BEGIN Provided records
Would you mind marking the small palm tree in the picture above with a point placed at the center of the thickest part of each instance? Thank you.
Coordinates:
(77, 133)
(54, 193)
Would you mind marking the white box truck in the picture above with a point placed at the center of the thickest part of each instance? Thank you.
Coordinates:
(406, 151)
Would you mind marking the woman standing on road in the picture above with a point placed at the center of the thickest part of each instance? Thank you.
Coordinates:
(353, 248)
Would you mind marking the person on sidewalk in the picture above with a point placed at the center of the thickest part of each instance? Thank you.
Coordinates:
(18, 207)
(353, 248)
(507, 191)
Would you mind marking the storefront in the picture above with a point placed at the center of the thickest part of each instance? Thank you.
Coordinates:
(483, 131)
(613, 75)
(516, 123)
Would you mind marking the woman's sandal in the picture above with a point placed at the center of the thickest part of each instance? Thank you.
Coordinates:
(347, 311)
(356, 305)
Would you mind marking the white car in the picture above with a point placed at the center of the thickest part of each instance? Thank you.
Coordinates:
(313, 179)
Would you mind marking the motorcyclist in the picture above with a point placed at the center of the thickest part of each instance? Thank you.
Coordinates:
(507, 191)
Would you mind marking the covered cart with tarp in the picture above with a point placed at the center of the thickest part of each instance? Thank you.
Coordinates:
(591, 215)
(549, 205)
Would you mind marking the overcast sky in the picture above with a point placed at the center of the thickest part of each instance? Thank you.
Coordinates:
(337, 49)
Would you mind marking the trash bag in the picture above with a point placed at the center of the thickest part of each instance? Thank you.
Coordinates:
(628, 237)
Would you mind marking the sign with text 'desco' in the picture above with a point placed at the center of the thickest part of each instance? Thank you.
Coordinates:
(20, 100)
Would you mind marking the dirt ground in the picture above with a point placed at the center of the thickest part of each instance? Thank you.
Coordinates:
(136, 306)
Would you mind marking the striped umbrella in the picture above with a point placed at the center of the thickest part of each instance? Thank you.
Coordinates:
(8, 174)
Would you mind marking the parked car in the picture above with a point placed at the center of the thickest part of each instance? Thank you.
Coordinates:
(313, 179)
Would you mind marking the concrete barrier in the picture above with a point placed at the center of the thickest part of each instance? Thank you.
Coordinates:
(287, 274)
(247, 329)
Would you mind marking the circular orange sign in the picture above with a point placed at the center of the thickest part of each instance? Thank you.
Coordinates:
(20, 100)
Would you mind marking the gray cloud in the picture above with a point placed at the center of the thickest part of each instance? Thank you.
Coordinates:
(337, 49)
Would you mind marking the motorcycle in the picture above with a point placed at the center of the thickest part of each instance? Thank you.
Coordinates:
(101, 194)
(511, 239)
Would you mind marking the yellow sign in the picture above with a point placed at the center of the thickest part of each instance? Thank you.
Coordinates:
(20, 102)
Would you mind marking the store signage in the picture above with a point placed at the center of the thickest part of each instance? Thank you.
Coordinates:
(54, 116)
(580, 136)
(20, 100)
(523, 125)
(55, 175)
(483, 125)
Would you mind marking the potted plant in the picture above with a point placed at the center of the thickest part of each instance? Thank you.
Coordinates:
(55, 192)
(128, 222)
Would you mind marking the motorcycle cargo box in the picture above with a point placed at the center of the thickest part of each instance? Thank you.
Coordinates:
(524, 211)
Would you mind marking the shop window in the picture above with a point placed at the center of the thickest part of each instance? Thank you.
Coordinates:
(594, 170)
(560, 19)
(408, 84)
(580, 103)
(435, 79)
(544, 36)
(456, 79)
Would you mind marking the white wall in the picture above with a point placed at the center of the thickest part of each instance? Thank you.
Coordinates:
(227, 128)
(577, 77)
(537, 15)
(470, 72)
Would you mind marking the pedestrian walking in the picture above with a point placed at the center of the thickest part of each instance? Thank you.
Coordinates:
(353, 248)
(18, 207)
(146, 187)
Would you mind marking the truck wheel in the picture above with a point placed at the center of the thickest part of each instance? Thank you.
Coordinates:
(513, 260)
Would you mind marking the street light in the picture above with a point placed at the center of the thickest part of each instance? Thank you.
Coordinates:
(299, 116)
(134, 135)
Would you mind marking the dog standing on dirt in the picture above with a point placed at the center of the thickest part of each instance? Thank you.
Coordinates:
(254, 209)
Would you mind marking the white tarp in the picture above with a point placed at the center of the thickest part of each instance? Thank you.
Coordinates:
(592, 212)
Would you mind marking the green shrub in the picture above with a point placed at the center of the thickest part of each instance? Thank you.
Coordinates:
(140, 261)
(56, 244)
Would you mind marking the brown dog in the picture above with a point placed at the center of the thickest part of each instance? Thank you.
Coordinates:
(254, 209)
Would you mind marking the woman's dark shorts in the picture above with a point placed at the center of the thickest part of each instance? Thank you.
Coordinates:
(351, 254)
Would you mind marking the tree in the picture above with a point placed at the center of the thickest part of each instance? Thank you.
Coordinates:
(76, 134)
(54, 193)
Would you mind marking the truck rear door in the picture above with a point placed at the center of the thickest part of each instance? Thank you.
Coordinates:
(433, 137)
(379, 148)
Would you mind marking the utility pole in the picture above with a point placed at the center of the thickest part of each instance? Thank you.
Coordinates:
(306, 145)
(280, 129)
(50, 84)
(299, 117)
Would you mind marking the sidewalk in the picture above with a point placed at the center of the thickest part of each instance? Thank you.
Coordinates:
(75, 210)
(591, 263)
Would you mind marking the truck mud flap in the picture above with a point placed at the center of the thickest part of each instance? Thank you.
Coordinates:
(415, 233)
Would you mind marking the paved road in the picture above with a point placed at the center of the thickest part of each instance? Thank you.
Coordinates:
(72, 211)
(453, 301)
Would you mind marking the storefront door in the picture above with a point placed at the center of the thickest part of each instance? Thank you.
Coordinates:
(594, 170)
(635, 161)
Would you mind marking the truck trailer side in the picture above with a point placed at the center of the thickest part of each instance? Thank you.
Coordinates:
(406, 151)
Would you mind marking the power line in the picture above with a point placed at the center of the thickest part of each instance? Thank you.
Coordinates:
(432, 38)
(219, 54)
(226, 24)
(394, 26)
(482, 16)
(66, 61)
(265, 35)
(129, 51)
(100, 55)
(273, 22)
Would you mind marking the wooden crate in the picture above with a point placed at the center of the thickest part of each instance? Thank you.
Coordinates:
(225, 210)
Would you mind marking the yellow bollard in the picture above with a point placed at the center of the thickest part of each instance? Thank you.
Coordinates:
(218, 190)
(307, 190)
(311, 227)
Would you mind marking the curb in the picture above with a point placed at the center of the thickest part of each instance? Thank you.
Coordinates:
END Provided records
Work to complete | Exact reproduction of the lines from the top of the material through the line where "Would you mind marking the woman standing" appears is required, both boundary lines included, with no other output.

Exercise solution |
Would you mind marking the small palm tree in the picture above with a point placed at the center of the thickest part of each instance? Thank you.
Coordinates:
(77, 133)
(54, 193)
Would you mind marking the white box truck in the picture above with a point placed at the center of the thickest part of each instance? Thank you.
Coordinates:
(406, 151)
Would you mind marking the woman standing on road in the picture above with a point placed at the center of the thickest part of each instance? Thank you.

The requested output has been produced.